» Given instruction
Reproduce the data below verbatim, keeping every line in its original order.

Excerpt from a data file
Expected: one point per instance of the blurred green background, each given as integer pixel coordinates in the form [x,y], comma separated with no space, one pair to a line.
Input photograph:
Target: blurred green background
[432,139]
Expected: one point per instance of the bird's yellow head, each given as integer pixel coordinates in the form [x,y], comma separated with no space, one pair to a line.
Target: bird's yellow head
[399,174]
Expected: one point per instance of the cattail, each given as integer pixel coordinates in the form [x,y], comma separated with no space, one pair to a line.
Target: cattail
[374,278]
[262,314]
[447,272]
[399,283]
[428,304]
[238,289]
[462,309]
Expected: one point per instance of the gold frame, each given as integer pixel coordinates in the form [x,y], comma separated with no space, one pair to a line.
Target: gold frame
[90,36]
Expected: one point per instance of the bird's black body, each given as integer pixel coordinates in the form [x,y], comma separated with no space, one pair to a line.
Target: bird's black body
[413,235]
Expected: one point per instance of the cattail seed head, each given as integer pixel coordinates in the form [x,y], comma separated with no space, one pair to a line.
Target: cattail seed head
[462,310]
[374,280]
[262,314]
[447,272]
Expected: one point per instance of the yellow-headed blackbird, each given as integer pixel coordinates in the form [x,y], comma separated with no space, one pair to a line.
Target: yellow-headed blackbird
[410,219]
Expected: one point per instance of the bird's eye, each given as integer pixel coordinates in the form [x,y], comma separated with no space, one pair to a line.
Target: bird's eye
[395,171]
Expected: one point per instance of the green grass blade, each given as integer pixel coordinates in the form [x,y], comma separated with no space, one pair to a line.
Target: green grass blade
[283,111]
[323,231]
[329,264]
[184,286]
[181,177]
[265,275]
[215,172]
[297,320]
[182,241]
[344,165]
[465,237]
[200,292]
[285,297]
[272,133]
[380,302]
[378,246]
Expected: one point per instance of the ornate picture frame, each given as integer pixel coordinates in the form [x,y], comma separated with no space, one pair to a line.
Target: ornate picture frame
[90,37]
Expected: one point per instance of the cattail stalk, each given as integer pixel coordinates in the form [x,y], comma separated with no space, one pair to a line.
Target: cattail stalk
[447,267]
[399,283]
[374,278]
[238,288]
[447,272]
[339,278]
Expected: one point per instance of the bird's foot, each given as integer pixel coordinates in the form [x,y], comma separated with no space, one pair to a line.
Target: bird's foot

» Task answer
Expected: one point per instance of the blurred green background, each given as integer pixel coordinates in the form [x,y], comma separated with no space, one pair to a line.
Input photograph:
Target: blurred green background
[432,139]
Expected: one point per instance of the bird's yellow head, each given as integer pixel coordinates in the form [x,y], comma separated with no space, one pair to a line.
Target: bird's yellow head
[399,174]
Expected: one point per instance of the cattail, each given as integer pixel coordinates in the form [x,y], comma separated with no space, one pair to a line.
Target: cattail
[374,278]
[262,314]
[447,272]
[399,283]
[428,304]
[238,289]
[462,309]
Expected: one point per instance of the gold frame, each given as integer pixel coordinates in the form [x,y], comma separated with no space, one pair to a line.
Target: gold frame
[90,36]
Expected: one point per instance of the bird's black body, each given as integer pixel coordinates in the form [x,y], comma separated with no space, one pair to a line.
Target: bird's black body
[413,235]
Expected: one point per instance of the cattail seed head, each given as integer pixel coordinates in the form [x,y], comma separated with no space, one pair to a line.
Target: cattail seed head
[462,310]
[374,280]
[262,314]
[447,272]
Expected: one point per instance of the yellow-headed blackbird, each given as integer pixel coordinates in the form [x,y], comma separated with no space, one pair to a line.
Target: yellow-headed blackbird
[410,219]
Expected: one point per instance of the bird's eye, each given as integer pixel coordinates in the form [x,y], comma separated with no space, one pair to a line.
Target: bird's eye
[395,171]
Expected: one point per instance of the green grass blade, each given as integer pixel coordinates in the form [x,y], comma separated with no space, one pair to a line.
Target: green grass blade
[283,111]
[323,231]
[329,264]
[184,286]
[181,177]
[265,275]
[215,172]
[297,320]
[182,241]
[344,165]
[465,237]
[200,292]
[285,297]
[272,133]
[380,302]
[378,246]
Expected: one point per instance of the ornate picture frame, each given as integer pixel coordinates in the form [x,y], comma separated with no space, one pair to a line.
Target: ornate picture frame
[90,37]
Expected: one point per instance of the cattail stalk, each given as integer pixel coordinates in the form [x,y], comma separated with no space, one pair to a line.
Target: cattail stalk
[447,267]
[399,283]
[374,278]
[238,288]
[447,272]
[339,278]
Expected: one point per instance of the bird's foot, each given as integer pixel coordinates in the form [x,y], comma separated with no space, one pair to a line.
Target: bird's foot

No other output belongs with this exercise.